▶ _Qué se pide_: Transcribe sin cambios el fragmento del texto sobre la evangelización que va de "Lo mismo le" a "ropa (2Cor. 11,23-27).", ambos incluidos.

Una de las maneras más rápidas para meterse en dificultades es dedicarse a hacer el bien.
Pero los problemas se agravan al evangelizar porque quien evangeliza está haciendo el más grande de los bienes: Abrir los ojos al ciego, dar la perla preciosa al pobre, sembrar esperanza a los abatidos, transmitir el amor de Dios a los que se sienten solos.
La misión del evangelizador es mostrar el camino al que se ha extraviado, liberar al cautivo, animar al débil y sanar al herido. El que evangeliza ofrece el mejor regalo: Jesucristo, como Salvador y Señor. Y lo entrega gratuitamente.
Ahora bien, si hacer un bien normal y sencillo causa problemas, hemos de estar preparados para una auténtica batalla cuando evangelicemos.
Con gozo y firmeza, Juan Bautista clamaba: “Este es el Cordero de Dios que quita el pecado del mundo… ¡Cambien sus vidas! El Reino de Dios está cerca”. Y por decirlo fue encarcelado. Pero no lo detuvo. Siguió evangelizando desde la prisión hasta que fue decapitado.
Jesús anunciaba de pueblo en pueblo: “El Reino de Dios está cerca”, y lo demostró curando a los enfermos. Las autoridades religiosas de Israel se burlaron de Él y lo insultaron. Fue abofeteado, azotado, coronado de espinas, y por fin clavado en una cruz.
Lo mismo le ocurrió a San Pablo por predicar el Evangelio a tiempo y destiempo. Sufrió fatigas y cárceles, palizas sin comparación, peligros de muerte, fue azotado cinco veces, tres naufragios, y una noche y un día en el mar; viajes con peligro de ríos, de bandoleros, peligros entre amigos, peligros entre paganos, peligros en la ciudad, peligros en despoblados, peligros con los falsos hermanos; trabajos y fatigas, noches sin dormir, hambre y sed, y frecuentes ayunos, con frío y sin ropa (2Cor. 11,23-27).
¿Parece demasiado? No. Pablo sabía que lo peor que le podía pasar era dejar de evangelizar. A pesar de todo lo que se le oponía, exclamaba: “¡Ay de mí si no evangelizo!”

▶ _Datos proporcionados_:

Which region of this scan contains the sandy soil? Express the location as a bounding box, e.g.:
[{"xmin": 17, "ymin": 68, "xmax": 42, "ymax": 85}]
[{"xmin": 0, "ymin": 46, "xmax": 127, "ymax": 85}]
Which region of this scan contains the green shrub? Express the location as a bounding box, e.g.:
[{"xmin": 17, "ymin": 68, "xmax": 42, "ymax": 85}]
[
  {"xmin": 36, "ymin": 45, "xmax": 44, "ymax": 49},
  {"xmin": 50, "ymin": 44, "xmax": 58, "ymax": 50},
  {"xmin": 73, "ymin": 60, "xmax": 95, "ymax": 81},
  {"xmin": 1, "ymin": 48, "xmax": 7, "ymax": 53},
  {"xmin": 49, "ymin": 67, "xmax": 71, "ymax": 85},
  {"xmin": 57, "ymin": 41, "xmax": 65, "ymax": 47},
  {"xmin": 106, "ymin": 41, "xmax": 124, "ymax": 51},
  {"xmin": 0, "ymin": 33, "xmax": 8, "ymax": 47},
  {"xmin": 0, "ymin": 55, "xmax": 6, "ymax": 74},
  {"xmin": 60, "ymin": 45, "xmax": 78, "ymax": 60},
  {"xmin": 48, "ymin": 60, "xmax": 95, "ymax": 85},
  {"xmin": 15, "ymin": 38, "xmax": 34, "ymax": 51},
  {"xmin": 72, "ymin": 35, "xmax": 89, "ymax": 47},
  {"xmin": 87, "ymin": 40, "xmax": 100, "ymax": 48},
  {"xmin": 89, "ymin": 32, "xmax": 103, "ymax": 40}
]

▶ _Respuesta al ejercicio_:
Lo mismo le ocurrió a San Pablo por predicar el Evangelio a tiempo y destiempo. Sufrió fatigas y cárceles, palizas sin comparación, peligros de muerte, fue azotado cinco veces, tres naufragios, y una noche y un día en el mar; viajes con peligro de ríos, de bandoleros, peligros entre amigos, peligros entre paganos, peligros en la ciudad, peligros en despoblados, peligros con los falsos hermanos; trabajos y fatigas, noches sin dormir, hambre y sed, y frecuentes ayunos, con frío y sin ropa (2Cor. 11,23-27).